Stated problem: Reproduce the author interview word for word, from "Today, I am" up to and including "you been writing?".

Passage given:
################

Today, I am happy to be bringing you an interview with author Joel Spriggs. Joel describes himself as an author of Satire and Urban Fantasy, which I am happy to admit before interviewing Joel, I didn't know much about. I do love a good dose of humour, and Joel's sense of humour shines through in his interview. So, lets get to it.


Tell me a bit about yourself

Hi, I’m Joel, and I’m a writer. Well, I’m a writer, a dad, a husband, a software engineer, an American (yes, we’re a dumpster fire atm), and a bunch of other random things. After over 15 years working in corporate software development, I’ve also developed a very dark sense of humor because that’s about the only way I can deal with some work meetings/projects without finding a soundproof closet to schedule a half hour screaming session.

How long have you been writing?

Quite a while now, I started doing more journalism and reporting style writing in high school, and actually went to college for Broadcast Journalism and Computer Science. I started a career and a family, but kept doing some private writing in that time. Around 2016, my career and the kids started to stabilize enough that I could focus on more fun side projects to hit with my insomnia, so I started writing my first novel. After reading some guides and using my brother Seth as a sounding board, I got moving on 'Over a God’s Dead Body', and that took me about 18 months for a first draft.

Do you have a favourite book?

I have a lot of favourites, but if I had to point to one that I always enjoy picking up, I’d go with 'Mort' by Terry Pratchett. It was a fun, dark and interesting take on Death and fantasy, growing up and just trying to figure it out as you go.

Fantasy is not something I usually read, or know much about, however I love dark humour. Can you tell us how you inject humour into your fantasy stories?

I honestly am not a big reader of high fantasy either. I have a hard time with things like Tolkien or Robert Jordan. Terry Pratchett though, was always fun for me and the way he injected humor was to just look at something, and kind of shift the viewpoint on it. So, I like to work with modern day and realist settings. For example, a small private midwestern college in a small Indiana town. A lot of stories do similar, talking about vampires in Louisiana or schools of magic. But what kind of random things are just funny that you don’t think about? Like vampires just running around and draining people is one thing, but a human’s diet has changed a lot since the gothic novels about vampires in the 1800s. Given how much sugar goes into American diets, are vampires more selective of a diet now because grabbing a random person just tastes like a bowl of Cap’n Crunch and Coca Cola?

Or just magic in general? Yeah, you could do a lot of interesting things with magic, but what about the ridiculous stuff? Pick up any random newspaper in the US and you’ll see a story about “Florida Man does X”, for example, “Florida Man tries to flee deputies until his pants fall down”. Now add some magic, “Local Wizard tries to flee capture until he turns self into purple platypus”.

Or in the case of a transportation? Your modern new witch may say, “I need a car to blend in around here, but the gas mileage and ecology is horrible, what else to use?” Add in a trickster god and what would they suggest? Something horrible, but funny, like “orphan hearts”.

################

Raw data:
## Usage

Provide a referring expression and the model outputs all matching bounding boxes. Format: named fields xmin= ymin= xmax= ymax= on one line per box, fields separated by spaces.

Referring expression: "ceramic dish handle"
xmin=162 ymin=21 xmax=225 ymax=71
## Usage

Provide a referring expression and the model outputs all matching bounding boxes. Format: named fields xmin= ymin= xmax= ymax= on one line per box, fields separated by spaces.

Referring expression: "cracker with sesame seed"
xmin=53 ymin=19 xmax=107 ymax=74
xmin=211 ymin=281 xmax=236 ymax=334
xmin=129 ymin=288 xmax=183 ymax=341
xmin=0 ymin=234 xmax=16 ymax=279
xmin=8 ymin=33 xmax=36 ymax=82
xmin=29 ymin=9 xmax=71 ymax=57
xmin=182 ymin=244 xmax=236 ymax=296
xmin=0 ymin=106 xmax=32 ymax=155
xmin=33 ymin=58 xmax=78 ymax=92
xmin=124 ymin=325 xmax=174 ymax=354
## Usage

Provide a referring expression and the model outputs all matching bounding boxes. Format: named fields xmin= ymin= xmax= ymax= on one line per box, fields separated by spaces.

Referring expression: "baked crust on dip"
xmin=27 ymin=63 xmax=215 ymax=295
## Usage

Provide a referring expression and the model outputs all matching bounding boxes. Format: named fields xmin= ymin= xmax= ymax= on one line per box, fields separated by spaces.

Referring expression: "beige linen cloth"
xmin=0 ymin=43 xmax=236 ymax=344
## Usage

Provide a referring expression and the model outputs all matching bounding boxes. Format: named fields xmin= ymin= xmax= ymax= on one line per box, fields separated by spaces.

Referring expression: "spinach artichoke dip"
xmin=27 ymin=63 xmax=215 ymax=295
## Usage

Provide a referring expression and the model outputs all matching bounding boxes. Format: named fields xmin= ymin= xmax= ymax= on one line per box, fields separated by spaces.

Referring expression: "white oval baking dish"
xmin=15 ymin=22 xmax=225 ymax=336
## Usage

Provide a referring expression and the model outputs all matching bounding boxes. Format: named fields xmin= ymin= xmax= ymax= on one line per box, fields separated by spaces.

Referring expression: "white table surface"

################

Exercise output:
Today, I am happy to be bringing you an interview with author Joel Spriggs. Joel describes himself as an author of Satire and Urban Fantasy, which I am happy to admit before interviewing Joel, I didn't know much about. I do love a good dose of humour, and Joel's sense of humour shines through in his interview. So, lets get to it.


Tell me a bit about yourself

Hi, I’m Joel, and I’m a writer. Well, I’m a writer, a dad, a husband, a software engineer, an American (yes, we’re a dumpster fire atm), and a bunch of other random things. After over 15 years working in corporate software development, I’ve also developed a very dark sense of humor because that’s about the only way I can deal with some work meetings/projects without finding a soundproof closet to schedule a half hour screaming session.

How long have you been writing?